Exercise prompt: Find where "If you could indicate the distant" occurs in the data below, and retype that line and every later line exactly.

Saved data entries:
________

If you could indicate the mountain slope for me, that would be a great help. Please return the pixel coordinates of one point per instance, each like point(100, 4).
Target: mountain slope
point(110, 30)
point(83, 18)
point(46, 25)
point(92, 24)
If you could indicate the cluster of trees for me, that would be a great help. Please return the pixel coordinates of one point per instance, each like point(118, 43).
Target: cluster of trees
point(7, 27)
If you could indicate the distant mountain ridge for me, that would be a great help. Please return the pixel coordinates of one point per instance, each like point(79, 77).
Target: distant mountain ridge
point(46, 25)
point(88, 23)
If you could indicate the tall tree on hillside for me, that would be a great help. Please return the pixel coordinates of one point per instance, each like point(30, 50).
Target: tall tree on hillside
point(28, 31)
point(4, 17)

________

Answer section:
If you could indicate the distant mountain ridge for me, that would be a great help. Please return the pixel coordinates of one point per instance, each like point(79, 77).
Target: distant mountain ridge
point(46, 25)
point(88, 23)
If you could indicate the tall tree on hillside for me, that would be a great help. Please return the pixel coordinates of one point per instance, each like point(30, 50).
Target: tall tree on hillside
point(28, 31)
point(4, 17)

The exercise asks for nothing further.